[Problem statement]: Retype, exactly and with nothing added, the lines from the one showing "For the benchmark, mark every instance of the decorative" through the final line of the material. Omit pictures.

[Materials provided]:
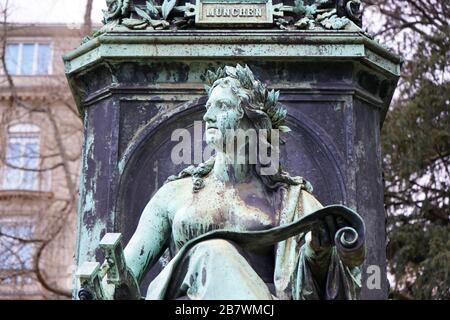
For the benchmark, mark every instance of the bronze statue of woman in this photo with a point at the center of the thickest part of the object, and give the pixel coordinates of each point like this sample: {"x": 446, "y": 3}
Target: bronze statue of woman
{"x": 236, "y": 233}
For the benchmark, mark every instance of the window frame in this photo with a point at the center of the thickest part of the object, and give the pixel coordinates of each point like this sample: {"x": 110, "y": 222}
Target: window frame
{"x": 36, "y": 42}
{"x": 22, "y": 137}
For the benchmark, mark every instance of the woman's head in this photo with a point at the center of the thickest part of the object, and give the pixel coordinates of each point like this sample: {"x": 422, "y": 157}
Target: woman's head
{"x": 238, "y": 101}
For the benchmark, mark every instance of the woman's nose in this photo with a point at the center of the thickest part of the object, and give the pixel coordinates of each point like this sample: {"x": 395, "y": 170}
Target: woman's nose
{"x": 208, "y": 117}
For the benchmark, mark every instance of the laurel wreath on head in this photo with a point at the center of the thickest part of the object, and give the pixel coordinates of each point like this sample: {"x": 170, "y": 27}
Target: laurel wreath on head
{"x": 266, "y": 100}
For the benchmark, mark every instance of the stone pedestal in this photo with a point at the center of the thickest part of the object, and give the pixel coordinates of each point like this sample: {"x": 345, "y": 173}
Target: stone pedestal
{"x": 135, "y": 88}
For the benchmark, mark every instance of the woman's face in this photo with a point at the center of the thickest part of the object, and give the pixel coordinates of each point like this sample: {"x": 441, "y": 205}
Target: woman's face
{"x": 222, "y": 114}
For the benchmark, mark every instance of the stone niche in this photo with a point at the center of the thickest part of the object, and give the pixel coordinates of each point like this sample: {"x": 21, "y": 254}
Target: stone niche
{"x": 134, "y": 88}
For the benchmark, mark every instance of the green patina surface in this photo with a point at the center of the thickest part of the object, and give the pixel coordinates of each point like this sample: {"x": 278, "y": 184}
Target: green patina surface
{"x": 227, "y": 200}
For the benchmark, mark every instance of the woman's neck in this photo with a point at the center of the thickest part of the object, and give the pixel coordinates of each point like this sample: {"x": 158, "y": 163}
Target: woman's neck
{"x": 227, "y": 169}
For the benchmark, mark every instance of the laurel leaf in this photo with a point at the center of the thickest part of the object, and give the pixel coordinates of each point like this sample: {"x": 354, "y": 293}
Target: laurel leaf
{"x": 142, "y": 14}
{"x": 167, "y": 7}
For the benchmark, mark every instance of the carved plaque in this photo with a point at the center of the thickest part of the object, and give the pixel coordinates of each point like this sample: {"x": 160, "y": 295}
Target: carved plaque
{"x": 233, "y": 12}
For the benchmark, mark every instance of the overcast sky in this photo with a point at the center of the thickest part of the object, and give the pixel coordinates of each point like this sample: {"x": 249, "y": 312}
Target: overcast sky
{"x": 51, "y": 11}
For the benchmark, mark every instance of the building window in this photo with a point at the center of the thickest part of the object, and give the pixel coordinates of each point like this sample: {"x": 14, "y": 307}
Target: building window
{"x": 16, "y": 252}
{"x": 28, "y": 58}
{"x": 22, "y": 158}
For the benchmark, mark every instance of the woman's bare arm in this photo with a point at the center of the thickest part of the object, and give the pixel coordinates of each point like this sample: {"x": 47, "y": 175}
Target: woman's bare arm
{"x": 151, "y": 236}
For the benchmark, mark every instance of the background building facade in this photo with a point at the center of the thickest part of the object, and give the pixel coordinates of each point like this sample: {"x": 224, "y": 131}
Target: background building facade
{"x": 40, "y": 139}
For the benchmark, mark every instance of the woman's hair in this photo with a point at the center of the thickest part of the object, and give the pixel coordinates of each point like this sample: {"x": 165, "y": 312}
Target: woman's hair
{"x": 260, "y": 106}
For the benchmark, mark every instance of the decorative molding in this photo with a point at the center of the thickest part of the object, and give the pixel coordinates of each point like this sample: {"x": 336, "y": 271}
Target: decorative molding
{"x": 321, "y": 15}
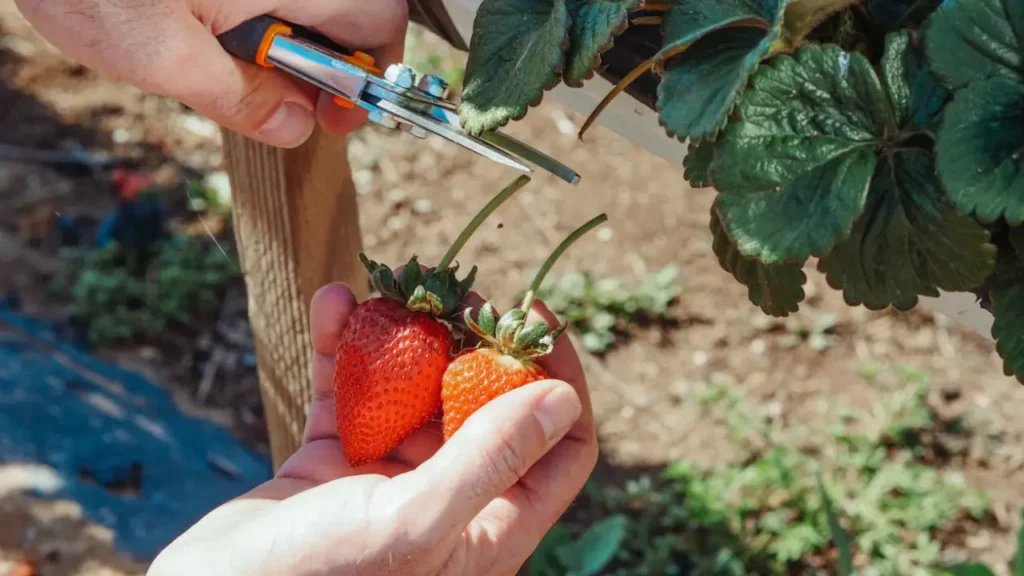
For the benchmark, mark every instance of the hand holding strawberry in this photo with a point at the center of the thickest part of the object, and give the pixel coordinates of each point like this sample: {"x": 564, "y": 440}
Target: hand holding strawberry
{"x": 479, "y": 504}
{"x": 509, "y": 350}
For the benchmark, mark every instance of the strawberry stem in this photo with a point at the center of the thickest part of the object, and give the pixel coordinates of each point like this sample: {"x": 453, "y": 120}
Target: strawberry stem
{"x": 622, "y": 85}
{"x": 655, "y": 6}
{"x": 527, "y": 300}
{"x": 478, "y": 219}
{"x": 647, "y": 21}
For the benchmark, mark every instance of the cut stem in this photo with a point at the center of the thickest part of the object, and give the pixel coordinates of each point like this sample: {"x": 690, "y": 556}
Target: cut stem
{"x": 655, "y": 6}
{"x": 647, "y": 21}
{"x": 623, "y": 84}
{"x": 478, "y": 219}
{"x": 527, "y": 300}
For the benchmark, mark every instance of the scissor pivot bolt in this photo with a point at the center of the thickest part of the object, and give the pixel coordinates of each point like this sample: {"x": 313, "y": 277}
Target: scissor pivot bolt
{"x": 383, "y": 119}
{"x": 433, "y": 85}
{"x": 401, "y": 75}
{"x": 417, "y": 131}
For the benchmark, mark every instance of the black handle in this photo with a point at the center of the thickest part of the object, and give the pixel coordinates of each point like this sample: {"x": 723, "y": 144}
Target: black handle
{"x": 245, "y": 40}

[Result of this exercise]:
For the benchmark, mark every instance of the decorative molding in this photo with a point at the center of the thickest part of the object, and give the pixel coordinates of each point like this sample: {"x": 336, "y": 271}
Target: decorative molding
{"x": 321, "y": 15}
For the benchmark, mark every instance of the hand holding strawberry in this photo with a point at the center of the thickest part of the object, and give the pixel coordinates of each point like this sample: {"x": 564, "y": 440}
Target: hand holding strawberry
{"x": 479, "y": 504}
{"x": 509, "y": 350}
For the benchmark, mark every instance of the strawberry stem in this photo with a point at the center of the thickest part of the object, and give the pixel coordinates of each point like this sample: {"x": 453, "y": 120}
Target: strawberry stem
{"x": 622, "y": 85}
{"x": 655, "y": 6}
{"x": 527, "y": 300}
{"x": 478, "y": 219}
{"x": 647, "y": 21}
For the benchmark, mark every instance of the cut stem in this photo with a point at the center of the thickest part of the object, and give the pixel coordinates of each point like this sample: {"x": 690, "y": 556}
Target: cut stem
{"x": 655, "y": 6}
{"x": 647, "y": 21}
{"x": 623, "y": 84}
{"x": 478, "y": 219}
{"x": 527, "y": 300}
For the benchmark, mark every instance of the scissor pivot bolt in this photo with a point at the center of the thickest part of the object, and give the pixel coordinates of each point like this sample: {"x": 313, "y": 277}
Target: scissor pivot bolt
{"x": 383, "y": 119}
{"x": 433, "y": 85}
{"x": 401, "y": 75}
{"x": 417, "y": 131}
For the benchmark, mark every instance of the black handle in this photo with a point at the center of the thickest part of the object, and give the pixel coordinates of each point like this sample: {"x": 723, "y": 144}
Target: black handle
{"x": 245, "y": 40}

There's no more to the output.